> _Study questions_
(1) In the passage on digital RMB and Macau gambling, list every person quoted by name.
(2) Continue the passage on digital RMB and Macau gambling, picking up after its final sentence.
Segment Start: Provided passage
Even with digital RMB play, Beijing authorities would likely impose limits, perhaps without announcing them. As in the joke about the “all you can eat” restaurant, eventually a guy comes to your table and declares: “That’s all you can eat.”
“Requiring play in digital RMB could have the unintended consequence of driving [high-end] players and their money deeper into darkness, to other currency channels even more opaque and difficult to control and perhaps worse, to casino venues or options other than Macau and not directly or indirectly under the PRC’s ability to control at all,” Dean Macomber, an experienced casino executive in Macau, the Philippines and North America, says.
“Requiring mainland Chinese to play in digital RMB may lower the incentive for the heavy and high-end players in the long run,” Sui says, while noting a silver lining. “This may lead IR operators to cultivate new customer sources, such as east and southeast Asia,” cashing in on tax benefits for non-Chinese customer under the new gaming law while furthering Macau’s policy goal of diversifying tourism.
“One of the big unknowns to recovery is going to be China’s policy with respect to capital flow, particularly capital flow into Macau,” longtime casino executive and industry analyst Vitaly Umansky says.
“How liberal will the Chinese government be at this stage? It’s impossible to say because we don’t really know how much enforcement there is going to be until we actually see some sort of normalised travel.”
Umansky believes discussing digital RMB in Macau is, at the very least, premature. “Digital RMB barely works in China. It’s still in the pilot programme phase in a few parts of China, a very, very small programme. To suddenly be extended into Macau, with all the complexities involved, that doesn’t make a lot of sense.”
Mandating use of RMB would also present challenges for casino operators. “If operators are collecting their revenue in RMB, are all of their costs going to be in RMB?” Additionally, Beijing would control operators’ ability to convert RMB and transfer it out of Macau
More fundamentally, Umansky says, “The notion that Macau was a big money laundering channel has been massively overblown… There are plenty of ways you can move money out of China, you don’t need to go through Macau to do it.”
Macau junkets typically facilitated the large transfers that were most likely to concern mainland authorities.
Segment End: Provided passage
Segment Start: Supplied records
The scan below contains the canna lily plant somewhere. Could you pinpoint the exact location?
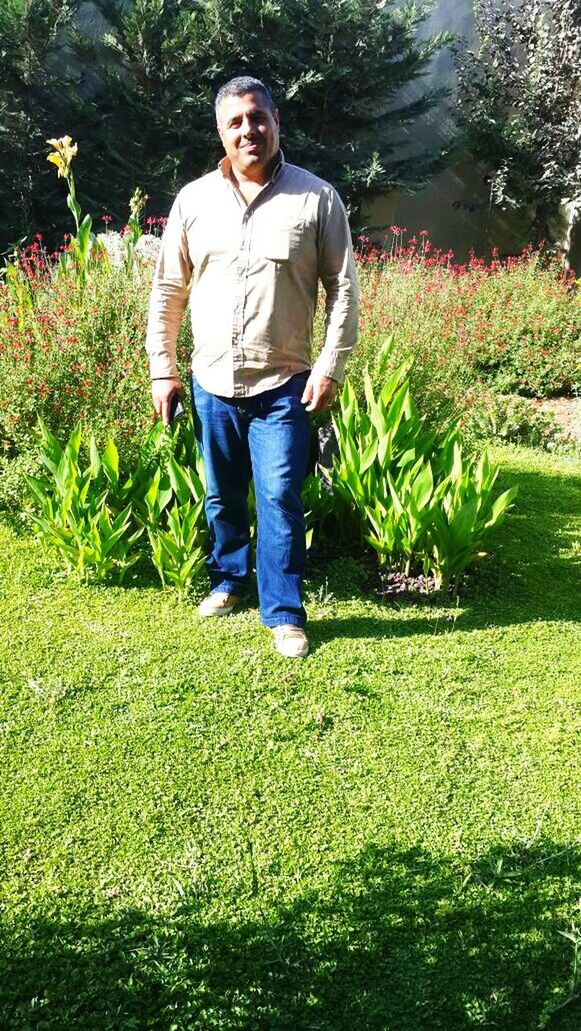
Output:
[46,136,98,282]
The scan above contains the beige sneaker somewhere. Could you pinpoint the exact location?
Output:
[272,625,309,659]
[198,591,238,616]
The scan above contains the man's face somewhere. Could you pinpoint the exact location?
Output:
[218,93,279,178]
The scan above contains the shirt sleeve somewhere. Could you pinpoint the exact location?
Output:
[145,194,193,379]
[313,187,360,384]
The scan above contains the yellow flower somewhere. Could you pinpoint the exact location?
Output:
[46,136,78,178]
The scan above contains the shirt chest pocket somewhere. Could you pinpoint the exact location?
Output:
[257,222,305,262]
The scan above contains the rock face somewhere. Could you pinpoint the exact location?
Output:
[97,233,162,268]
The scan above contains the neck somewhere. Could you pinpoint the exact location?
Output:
[232,153,278,187]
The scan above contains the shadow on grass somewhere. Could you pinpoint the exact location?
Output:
[0,840,581,1031]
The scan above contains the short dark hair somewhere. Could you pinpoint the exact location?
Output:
[215,75,276,122]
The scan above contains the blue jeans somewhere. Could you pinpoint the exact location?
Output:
[192,372,310,627]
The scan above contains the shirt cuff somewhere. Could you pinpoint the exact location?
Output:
[313,348,345,386]
[149,355,179,379]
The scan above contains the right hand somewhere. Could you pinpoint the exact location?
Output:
[151,376,185,426]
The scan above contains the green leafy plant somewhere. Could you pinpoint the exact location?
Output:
[144,456,207,596]
[26,422,143,583]
[332,346,516,588]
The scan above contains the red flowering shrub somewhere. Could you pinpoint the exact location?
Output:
[0,234,191,463]
[317,226,581,419]
[0,227,581,468]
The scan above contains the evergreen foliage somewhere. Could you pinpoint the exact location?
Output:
[455,0,581,241]
[0,0,451,247]
[0,0,78,246]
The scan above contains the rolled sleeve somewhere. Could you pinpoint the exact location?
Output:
[314,187,360,384]
[145,195,193,379]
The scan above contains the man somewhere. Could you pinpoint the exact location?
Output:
[145,77,357,658]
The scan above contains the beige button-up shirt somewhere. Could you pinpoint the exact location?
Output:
[145,154,358,397]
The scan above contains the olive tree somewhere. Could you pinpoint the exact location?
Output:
[454,0,581,258]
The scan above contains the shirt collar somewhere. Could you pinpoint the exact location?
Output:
[217,149,286,182]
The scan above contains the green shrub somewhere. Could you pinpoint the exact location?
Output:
[316,235,581,426]
[332,348,516,587]
[26,421,206,593]
[0,241,192,463]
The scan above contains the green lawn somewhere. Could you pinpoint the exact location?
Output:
[0,450,581,1031]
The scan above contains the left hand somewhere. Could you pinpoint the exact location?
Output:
[301,372,338,413]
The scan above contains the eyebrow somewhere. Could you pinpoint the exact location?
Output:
[226,107,267,126]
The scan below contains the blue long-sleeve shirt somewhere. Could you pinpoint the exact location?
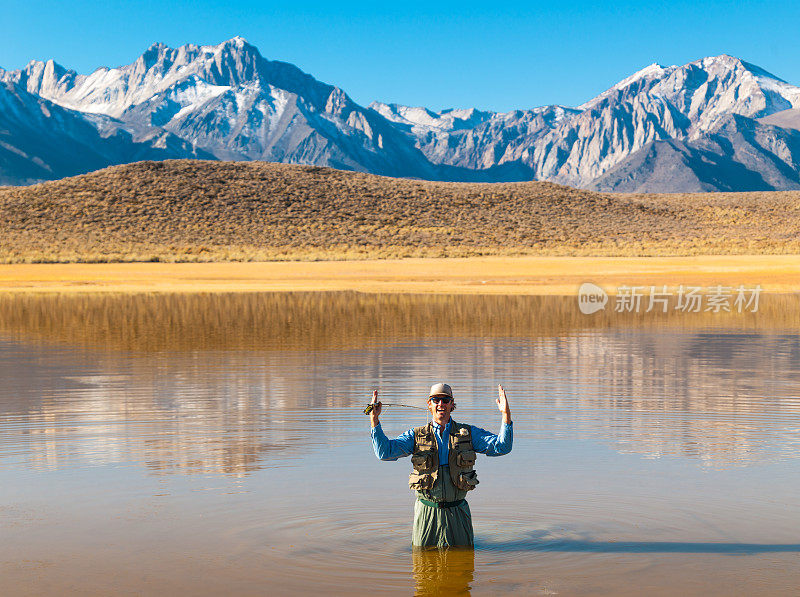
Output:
[372,421,514,466]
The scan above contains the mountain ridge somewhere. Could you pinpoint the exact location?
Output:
[0,36,800,192]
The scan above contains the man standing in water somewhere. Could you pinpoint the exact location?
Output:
[370,383,513,547]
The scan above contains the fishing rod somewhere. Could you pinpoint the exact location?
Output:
[364,402,428,415]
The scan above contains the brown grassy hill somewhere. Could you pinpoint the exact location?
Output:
[0,160,800,262]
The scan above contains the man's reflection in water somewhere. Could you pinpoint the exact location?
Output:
[412,547,475,597]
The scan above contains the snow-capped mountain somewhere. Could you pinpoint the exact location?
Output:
[370,55,800,191]
[0,82,212,185]
[0,37,800,191]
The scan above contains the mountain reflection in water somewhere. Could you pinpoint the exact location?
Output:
[0,293,800,595]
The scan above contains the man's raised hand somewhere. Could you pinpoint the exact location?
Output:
[496,384,511,423]
[369,390,382,427]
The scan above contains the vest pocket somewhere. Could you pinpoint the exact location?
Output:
[456,450,477,467]
[408,471,433,491]
[458,471,478,491]
[411,453,434,473]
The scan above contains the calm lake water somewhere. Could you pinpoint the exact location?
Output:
[0,293,800,595]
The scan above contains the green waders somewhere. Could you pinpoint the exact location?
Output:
[411,466,474,547]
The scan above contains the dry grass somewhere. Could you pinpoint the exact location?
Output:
[0,160,800,263]
[0,255,800,296]
[0,292,800,352]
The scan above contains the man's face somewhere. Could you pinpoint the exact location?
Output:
[428,396,454,425]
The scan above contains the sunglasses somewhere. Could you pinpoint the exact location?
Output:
[429,396,453,404]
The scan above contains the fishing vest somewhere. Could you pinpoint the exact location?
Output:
[408,419,478,491]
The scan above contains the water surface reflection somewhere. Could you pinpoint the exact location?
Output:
[0,293,800,595]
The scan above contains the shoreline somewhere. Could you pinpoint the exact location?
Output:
[0,255,800,296]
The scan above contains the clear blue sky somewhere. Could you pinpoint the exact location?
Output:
[0,0,800,111]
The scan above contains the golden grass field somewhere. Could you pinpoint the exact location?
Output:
[0,160,800,295]
[0,255,800,295]
[0,160,800,263]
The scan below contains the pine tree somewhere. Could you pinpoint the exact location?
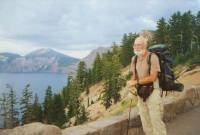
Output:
[7,84,19,128]
[43,86,53,123]
[102,47,123,109]
[92,53,103,83]
[120,33,137,67]
[31,94,43,122]
[76,105,88,125]
[0,93,10,128]
[154,17,169,44]
[169,12,183,56]
[76,61,87,91]
[52,94,66,127]
[181,11,195,54]
[20,84,32,124]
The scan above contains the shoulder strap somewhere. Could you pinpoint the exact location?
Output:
[134,55,138,80]
[147,52,153,75]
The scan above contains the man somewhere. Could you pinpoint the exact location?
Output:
[127,36,167,135]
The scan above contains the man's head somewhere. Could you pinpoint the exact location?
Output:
[133,36,148,56]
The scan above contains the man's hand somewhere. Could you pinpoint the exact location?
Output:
[127,80,137,87]
[127,80,137,94]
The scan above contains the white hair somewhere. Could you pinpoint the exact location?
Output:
[134,36,148,47]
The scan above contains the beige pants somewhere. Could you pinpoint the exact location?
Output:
[137,89,167,135]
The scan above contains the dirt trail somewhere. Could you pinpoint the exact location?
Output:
[167,107,200,135]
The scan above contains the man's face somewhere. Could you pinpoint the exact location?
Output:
[133,40,145,51]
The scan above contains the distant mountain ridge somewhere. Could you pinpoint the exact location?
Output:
[67,47,112,75]
[0,48,79,73]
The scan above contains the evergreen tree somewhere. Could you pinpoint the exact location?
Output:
[0,93,10,128]
[169,12,183,56]
[154,17,169,44]
[76,61,87,91]
[7,84,19,128]
[43,86,54,123]
[120,33,137,67]
[20,84,33,124]
[93,53,103,83]
[31,94,43,122]
[76,105,88,125]
[52,94,66,127]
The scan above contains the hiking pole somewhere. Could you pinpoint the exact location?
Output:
[126,92,137,135]
[126,99,132,135]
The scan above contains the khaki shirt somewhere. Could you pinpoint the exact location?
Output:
[130,52,161,88]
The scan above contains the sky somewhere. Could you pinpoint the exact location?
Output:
[0,0,200,58]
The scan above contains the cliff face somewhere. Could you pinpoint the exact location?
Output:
[0,122,62,135]
[0,85,200,135]
[0,49,78,73]
[62,85,200,135]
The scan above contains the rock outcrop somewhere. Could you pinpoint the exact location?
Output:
[62,86,200,135]
[0,122,62,135]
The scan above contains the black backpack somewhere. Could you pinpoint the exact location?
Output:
[148,44,184,92]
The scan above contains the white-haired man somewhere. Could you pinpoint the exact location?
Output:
[127,36,167,135]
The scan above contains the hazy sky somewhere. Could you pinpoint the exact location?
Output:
[0,0,200,58]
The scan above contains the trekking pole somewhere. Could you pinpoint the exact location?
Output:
[126,99,132,135]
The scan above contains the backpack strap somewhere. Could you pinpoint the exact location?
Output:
[147,52,153,75]
[134,55,139,80]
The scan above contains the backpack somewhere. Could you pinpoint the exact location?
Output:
[135,44,184,94]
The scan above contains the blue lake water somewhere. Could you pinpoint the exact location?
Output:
[0,73,67,128]
[0,73,67,102]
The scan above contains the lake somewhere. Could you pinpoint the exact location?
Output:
[0,73,67,102]
[0,73,67,128]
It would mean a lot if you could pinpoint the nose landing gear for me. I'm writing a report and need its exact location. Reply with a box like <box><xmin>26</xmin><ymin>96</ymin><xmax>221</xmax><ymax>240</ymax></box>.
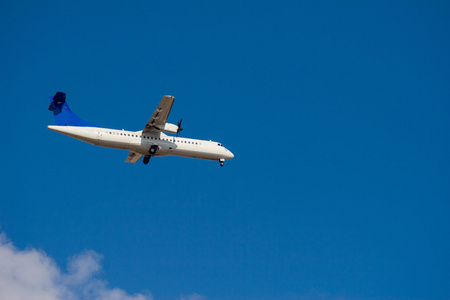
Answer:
<box><xmin>148</xmin><ymin>145</ymin><xmax>158</xmax><ymax>155</ymax></box>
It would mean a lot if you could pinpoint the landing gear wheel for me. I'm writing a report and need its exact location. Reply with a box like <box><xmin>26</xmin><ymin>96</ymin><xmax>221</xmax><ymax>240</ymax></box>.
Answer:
<box><xmin>148</xmin><ymin>145</ymin><xmax>158</xmax><ymax>155</ymax></box>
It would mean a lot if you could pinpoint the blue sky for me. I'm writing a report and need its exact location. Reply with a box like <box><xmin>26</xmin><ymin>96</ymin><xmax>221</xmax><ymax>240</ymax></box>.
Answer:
<box><xmin>0</xmin><ymin>1</ymin><xmax>450</xmax><ymax>300</ymax></box>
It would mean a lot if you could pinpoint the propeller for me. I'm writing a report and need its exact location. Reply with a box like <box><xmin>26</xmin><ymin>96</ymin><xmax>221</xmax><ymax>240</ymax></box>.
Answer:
<box><xmin>177</xmin><ymin>118</ymin><xmax>183</xmax><ymax>137</ymax></box>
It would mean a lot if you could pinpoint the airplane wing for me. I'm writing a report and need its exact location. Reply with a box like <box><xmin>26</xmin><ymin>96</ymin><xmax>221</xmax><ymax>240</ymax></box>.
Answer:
<box><xmin>142</xmin><ymin>96</ymin><xmax>175</xmax><ymax>133</ymax></box>
<box><xmin>125</xmin><ymin>151</ymin><xmax>142</xmax><ymax>163</ymax></box>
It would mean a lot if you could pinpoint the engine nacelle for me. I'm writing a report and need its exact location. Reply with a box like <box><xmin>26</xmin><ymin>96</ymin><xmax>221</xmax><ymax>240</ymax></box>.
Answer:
<box><xmin>159</xmin><ymin>123</ymin><xmax>178</xmax><ymax>133</ymax></box>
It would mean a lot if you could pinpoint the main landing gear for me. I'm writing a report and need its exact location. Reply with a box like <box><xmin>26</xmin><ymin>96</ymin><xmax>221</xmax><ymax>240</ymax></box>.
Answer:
<box><xmin>142</xmin><ymin>145</ymin><xmax>158</xmax><ymax>165</ymax></box>
<box><xmin>148</xmin><ymin>145</ymin><xmax>158</xmax><ymax>155</ymax></box>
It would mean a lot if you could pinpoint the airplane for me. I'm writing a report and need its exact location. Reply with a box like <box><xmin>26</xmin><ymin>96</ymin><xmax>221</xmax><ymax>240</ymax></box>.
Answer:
<box><xmin>47</xmin><ymin>92</ymin><xmax>234</xmax><ymax>167</ymax></box>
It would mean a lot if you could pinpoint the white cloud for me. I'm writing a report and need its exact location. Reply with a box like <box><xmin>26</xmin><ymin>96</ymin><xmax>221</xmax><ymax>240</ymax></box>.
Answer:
<box><xmin>0</xmin><ymin>233</ymin><xmax>153</xmax><ymax>300</ymax></box>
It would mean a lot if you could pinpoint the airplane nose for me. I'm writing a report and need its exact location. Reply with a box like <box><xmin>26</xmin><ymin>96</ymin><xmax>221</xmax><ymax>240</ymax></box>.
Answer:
<box><xmin>227</xmin><ymin>149</ymin><xmax>234</xmax><ymax>159</ymax></box>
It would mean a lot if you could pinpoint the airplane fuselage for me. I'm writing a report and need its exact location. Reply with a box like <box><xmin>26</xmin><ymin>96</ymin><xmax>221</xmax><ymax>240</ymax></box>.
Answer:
<box><xmin>48</xmin><ymin>126</ymin><xmax>234</xmax><ymax>161</ymax></box>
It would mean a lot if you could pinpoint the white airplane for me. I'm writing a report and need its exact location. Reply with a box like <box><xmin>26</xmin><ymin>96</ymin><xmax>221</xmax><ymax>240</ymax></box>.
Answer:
<box><xmin>47</xmin><ymin>92</ymin><xmax>234</xmax><ymax>166</ymax></box>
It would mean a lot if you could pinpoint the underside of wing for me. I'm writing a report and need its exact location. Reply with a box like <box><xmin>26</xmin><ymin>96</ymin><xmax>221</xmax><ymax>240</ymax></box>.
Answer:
<box><xmin>142</xmin><ymin>96</ymin><xmax>175</xmax><ymax>133</ymax></box>
<box><xmin>125</xmin><ymin>151</ymin><xmax>142</xmax><ymax>163</ymax></box>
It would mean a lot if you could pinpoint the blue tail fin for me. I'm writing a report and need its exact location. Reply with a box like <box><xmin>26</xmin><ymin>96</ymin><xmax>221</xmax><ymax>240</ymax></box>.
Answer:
<box><xmin>48</xmin><ymin>92</ymin><xmax>95</xmax><ymax>127</ymax></box>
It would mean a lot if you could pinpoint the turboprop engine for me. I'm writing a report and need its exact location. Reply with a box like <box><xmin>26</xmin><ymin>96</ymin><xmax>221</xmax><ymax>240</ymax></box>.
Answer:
<box><xmin>159</xmin><ymin>119</ymin><xmax>183</xmax><ymax>135</ymax></box>
<box><xmin>158</xmin><ymin>123</ymin><xmax>178</xmax><ymax>133</ymax></box>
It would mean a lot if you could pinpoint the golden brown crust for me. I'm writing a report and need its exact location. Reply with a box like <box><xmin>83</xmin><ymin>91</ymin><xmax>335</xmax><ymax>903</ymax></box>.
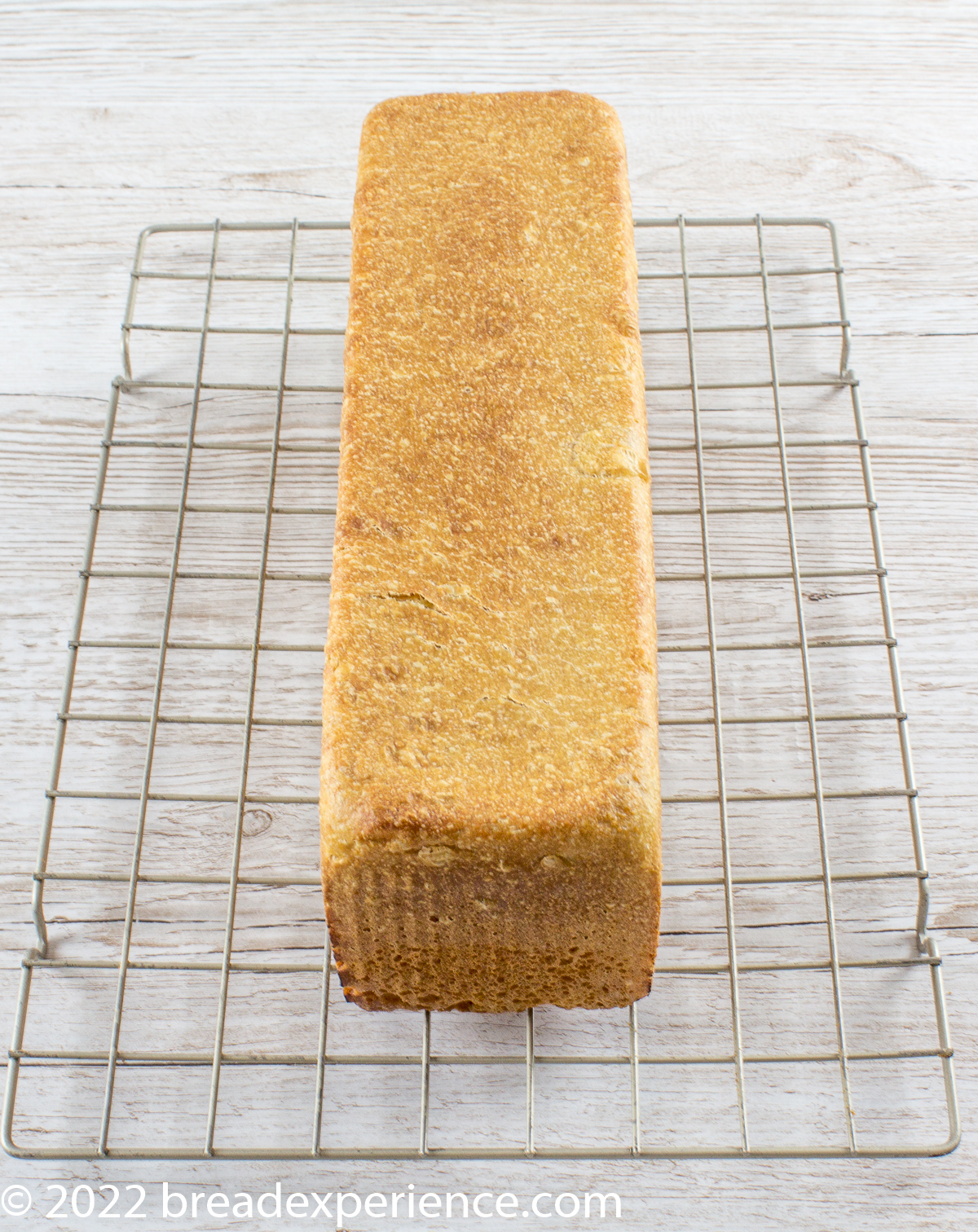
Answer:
<box><xmin>321</xmin><ymin>91</ymin><xmax>659</xmax><ymax>1010</ymax></box>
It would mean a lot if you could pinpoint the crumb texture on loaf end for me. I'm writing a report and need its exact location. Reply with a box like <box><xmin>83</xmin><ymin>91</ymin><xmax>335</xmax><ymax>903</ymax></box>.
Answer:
<box><xmin>321</xmin><ymin>91</ymin><xmax>660</xmax><ymax>1010</ymax></box>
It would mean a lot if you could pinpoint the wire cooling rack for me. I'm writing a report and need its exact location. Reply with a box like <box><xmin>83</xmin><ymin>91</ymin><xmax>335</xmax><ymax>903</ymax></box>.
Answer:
<box><xmin>4</xmin><ymin>217</ymin><xmax>959</xmax><ymax>1159</ymax></box>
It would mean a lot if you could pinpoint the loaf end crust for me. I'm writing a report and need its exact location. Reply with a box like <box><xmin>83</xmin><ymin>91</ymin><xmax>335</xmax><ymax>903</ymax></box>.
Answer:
<box><xmin>321</xmin><ymin>91</ymin><xmax>660</xmax><ymax>1011</ymax></box>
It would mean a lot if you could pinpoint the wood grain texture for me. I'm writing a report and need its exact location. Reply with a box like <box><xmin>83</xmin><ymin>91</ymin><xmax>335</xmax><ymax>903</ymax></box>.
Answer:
<box><xmin>0</xmin><ymin>0</ymin><xmax>978</xmax><ymax>1232</ymax></box>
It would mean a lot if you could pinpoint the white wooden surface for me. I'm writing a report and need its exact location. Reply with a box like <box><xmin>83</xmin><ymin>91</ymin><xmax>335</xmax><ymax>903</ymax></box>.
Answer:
<box><xmin>0</xmin><ymin>0</ymin><xmax>978</xmax><ymax>1232</ymax></box>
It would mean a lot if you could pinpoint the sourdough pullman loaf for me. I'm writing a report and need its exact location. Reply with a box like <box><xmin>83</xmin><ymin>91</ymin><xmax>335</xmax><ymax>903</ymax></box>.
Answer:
<box><xmin>321</xmin><ymin>91</ymin><xmax>660</xmax><ymax>1010</ymax></box>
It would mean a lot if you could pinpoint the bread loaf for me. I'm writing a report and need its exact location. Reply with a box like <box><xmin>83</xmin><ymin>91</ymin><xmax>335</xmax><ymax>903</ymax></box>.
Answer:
<box><xmin>321</xmin><ymin>91</ymin><xmax>660</xmax><ymax>1010</ymax></box>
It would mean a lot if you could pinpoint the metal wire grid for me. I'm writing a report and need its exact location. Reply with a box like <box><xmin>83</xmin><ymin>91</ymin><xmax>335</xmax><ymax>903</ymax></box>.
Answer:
<box><xmin>2</xmin><ymin>216</ymin><xmax>959</xmax><ymax>1159</ymax></box>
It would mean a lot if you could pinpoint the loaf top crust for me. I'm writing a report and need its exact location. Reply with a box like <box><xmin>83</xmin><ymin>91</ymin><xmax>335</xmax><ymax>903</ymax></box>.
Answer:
<box><xmin>323</xmin><ymin>91</ymin><xmax>659</xmax><ymax>864</ymax></box>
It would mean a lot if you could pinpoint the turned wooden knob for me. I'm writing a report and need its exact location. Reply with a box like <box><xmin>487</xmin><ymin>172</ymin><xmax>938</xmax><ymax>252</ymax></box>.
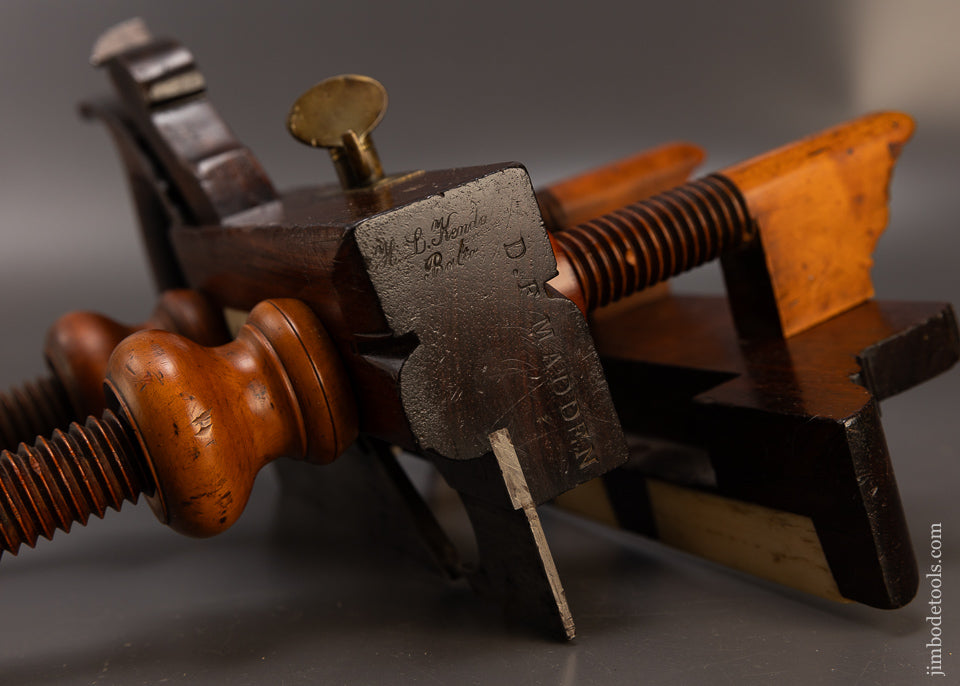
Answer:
<box><xmin>44</xmin><ymin>289</ymin><xmax>230</xmax><ymax>420</ymax></box>
<box><xmin>106</xmin><ymin>300</ymin><xmax>357</xmax><ymax>536</ymax></box>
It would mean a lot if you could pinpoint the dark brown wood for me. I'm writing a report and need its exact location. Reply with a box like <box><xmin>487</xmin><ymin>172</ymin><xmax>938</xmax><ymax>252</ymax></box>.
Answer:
<box><xmin>595</xmin><ymin>296</ymin><xmax>960</xmax><ymax>608</ymax></box>
<box><xmin>0</xmin><ymin>300</ymin><xmax>357</xmax><ymax>553</ymax></box>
Segment End: Supplied records
> _Answers provided_
(1) Dean Macomber, Sui, Vitaly Umansky

(2)
But Umanksy notes less than a third of Macau’s 2019 gaming revenue came via junkets, doubting “a majority of that was related to money [transfers]”. Moreover, under Macau’s new, more restrictive gaming regulations, the role of junket promoters is greatly diminished.
Limits of tolerance
“Not all illegal money transfers and/or capital flight via Macau gaming is created equal,” Macomber says.
Umansky points out that authorities continue to tolerate the longstanding practice of using mainland credit or debit cards to purchase luxury goods that are immediately returned for spending cash, a key funding channel for high-end mass players.
“If the government came out and said you can’t do this anymore, that would be a big problem,” Umansky says. “Say the government starts stopping people at the border, going through bags and finding cash, [that would be a problem]… But none of this has anything to do with digital RMB. You don’t need digital RMB to enforce any of this stuff.”
Umansky, based in Hong Kong, remains bullish about Macau. “The Chinese customer is always going to prefer Macau,” he says, noting mainland visitors can enter without a passport, which many of them lack. Umansky expects Macau’s advantage will persist “as long as the Chinese government doesn’t make it bad to go to Macau”.
At this stage, he believes trying to predict mainland policies toward Macau gaming is highly speculative.
However, Clayton reads the policy tea leaves clearly. “China’s acceptance of gaming in Macau is now complemented by a more hard line approach to product diversification, tighter controls over gaming operators, stricter cross-border monetary regulations and the ban on gaming promoters.”
Sooner or later, Macau gaming will pay the price for Beijing’s acceptance in renminbi.